───── Source data ─────

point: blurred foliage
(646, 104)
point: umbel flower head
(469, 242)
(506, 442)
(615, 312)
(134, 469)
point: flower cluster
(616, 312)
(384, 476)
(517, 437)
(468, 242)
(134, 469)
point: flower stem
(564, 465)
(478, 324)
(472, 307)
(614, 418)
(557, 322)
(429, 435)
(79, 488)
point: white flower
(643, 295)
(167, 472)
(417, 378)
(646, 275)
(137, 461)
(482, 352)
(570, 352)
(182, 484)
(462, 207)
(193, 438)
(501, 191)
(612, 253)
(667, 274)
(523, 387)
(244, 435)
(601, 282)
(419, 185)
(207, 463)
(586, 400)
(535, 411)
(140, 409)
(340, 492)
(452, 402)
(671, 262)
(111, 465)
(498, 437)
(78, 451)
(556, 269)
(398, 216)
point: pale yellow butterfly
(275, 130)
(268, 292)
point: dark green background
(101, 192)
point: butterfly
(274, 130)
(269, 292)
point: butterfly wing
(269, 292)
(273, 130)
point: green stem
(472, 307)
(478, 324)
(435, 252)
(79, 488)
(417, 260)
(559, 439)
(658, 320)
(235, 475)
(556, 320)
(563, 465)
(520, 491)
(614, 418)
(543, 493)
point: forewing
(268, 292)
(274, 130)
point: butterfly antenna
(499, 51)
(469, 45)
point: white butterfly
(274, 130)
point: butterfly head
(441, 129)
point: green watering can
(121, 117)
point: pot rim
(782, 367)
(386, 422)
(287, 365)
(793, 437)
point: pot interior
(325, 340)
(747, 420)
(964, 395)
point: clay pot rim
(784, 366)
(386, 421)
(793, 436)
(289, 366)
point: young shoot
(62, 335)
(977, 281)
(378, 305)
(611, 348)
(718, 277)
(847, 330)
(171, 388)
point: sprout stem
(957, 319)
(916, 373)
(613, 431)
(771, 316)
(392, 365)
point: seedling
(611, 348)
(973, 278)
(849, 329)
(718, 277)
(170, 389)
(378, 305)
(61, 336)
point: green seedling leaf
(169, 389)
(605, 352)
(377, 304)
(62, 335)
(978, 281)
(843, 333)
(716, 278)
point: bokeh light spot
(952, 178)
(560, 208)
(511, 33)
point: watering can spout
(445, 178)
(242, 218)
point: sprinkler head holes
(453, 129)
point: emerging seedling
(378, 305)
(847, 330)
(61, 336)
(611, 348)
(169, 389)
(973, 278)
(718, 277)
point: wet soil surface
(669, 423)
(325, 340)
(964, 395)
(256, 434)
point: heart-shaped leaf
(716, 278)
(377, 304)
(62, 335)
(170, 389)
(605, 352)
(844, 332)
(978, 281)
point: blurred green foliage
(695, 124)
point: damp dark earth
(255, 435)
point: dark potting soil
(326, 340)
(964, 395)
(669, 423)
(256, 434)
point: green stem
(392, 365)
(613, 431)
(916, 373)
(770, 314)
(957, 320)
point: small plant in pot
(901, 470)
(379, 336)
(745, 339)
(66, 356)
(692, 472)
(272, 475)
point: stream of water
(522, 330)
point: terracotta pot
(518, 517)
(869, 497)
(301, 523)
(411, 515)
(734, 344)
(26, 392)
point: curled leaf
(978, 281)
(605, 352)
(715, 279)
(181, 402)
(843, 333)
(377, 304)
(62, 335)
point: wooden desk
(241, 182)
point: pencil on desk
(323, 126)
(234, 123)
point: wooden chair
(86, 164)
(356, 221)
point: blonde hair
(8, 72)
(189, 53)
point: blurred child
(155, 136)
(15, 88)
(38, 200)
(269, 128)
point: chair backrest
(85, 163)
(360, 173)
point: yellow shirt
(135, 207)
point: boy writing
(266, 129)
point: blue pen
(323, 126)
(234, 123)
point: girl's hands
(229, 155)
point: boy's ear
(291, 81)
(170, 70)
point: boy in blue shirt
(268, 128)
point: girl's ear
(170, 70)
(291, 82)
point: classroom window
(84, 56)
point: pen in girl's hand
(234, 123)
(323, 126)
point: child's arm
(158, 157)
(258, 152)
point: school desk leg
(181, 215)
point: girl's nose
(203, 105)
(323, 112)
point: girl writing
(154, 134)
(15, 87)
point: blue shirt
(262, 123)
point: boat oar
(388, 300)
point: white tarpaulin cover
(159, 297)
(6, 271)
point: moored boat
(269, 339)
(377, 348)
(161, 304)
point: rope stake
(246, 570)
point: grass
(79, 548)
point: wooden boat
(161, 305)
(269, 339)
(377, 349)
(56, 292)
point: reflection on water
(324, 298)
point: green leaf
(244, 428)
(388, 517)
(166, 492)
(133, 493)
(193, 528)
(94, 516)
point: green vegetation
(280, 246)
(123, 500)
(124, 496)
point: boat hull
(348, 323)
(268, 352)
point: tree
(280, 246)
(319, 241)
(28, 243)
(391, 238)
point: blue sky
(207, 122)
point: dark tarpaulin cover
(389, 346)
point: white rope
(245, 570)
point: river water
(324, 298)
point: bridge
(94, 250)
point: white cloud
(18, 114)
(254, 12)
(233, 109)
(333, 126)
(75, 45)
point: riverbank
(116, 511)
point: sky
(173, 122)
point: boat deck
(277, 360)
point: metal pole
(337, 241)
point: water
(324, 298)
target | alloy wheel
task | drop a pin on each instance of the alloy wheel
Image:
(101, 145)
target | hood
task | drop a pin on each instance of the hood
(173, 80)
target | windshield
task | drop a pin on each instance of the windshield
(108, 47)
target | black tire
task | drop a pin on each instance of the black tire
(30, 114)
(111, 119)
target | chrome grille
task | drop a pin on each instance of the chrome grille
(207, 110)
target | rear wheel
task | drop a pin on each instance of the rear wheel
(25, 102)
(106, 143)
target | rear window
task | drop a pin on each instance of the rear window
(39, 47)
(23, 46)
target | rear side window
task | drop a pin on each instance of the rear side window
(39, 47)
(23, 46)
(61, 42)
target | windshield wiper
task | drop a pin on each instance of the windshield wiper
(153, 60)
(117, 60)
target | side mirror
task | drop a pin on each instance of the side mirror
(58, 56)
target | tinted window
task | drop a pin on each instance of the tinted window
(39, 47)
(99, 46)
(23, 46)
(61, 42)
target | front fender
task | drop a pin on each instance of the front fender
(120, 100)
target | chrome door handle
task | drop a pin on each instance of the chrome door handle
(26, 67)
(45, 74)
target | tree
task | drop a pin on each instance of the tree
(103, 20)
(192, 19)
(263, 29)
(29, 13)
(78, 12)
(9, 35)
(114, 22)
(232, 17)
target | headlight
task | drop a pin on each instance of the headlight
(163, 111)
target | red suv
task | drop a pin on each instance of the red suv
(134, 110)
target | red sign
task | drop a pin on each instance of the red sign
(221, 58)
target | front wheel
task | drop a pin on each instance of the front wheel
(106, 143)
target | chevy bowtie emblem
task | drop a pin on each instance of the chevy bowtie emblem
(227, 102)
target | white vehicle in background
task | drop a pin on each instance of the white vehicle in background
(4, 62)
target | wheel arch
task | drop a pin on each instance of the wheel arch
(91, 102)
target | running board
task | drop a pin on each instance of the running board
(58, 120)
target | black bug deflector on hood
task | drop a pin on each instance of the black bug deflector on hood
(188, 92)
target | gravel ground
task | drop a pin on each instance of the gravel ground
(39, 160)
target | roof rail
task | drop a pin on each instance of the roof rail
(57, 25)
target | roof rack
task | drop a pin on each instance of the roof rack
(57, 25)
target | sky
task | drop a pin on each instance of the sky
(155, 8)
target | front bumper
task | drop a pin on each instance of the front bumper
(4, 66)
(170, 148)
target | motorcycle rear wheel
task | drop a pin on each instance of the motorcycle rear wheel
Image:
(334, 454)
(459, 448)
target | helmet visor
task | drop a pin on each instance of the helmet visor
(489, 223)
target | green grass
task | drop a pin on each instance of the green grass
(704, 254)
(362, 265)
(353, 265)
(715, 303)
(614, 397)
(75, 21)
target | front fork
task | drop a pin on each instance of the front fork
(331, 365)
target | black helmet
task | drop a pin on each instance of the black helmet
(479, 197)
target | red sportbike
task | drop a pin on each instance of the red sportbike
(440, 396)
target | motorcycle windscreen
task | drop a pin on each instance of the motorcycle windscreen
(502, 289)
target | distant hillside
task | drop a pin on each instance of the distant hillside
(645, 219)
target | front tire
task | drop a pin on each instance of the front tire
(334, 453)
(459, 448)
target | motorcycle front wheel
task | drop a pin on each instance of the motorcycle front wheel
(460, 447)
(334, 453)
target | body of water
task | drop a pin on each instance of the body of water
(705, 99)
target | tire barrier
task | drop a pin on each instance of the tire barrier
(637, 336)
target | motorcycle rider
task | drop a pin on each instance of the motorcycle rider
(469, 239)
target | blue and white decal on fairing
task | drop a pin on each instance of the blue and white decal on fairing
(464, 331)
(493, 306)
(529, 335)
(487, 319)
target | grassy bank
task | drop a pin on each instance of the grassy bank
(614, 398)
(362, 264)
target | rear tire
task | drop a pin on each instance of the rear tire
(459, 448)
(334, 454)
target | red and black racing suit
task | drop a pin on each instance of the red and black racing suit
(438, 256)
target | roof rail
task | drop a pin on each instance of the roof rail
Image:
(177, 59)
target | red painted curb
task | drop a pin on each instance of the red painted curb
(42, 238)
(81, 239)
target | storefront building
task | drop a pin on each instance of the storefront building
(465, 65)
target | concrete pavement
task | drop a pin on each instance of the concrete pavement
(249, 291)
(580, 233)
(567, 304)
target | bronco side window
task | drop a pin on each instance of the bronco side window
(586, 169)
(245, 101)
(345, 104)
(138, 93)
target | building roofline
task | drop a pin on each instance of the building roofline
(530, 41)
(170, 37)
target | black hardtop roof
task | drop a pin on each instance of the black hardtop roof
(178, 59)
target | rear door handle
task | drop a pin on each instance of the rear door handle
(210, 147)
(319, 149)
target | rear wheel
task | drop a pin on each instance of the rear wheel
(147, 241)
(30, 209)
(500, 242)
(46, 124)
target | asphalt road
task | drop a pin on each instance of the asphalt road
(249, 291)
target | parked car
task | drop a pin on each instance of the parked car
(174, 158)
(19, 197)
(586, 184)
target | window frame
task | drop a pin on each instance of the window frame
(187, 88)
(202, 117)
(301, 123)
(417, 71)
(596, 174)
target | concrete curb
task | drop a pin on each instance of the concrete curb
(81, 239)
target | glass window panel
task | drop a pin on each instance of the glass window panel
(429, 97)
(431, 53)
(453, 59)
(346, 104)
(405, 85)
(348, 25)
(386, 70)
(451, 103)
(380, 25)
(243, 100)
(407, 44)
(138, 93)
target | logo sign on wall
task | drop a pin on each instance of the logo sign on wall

─────

▸ **Instructions to follow**
Respond with one number only: how many lines of the data contain "alloy".

▸ **Worked solution**
2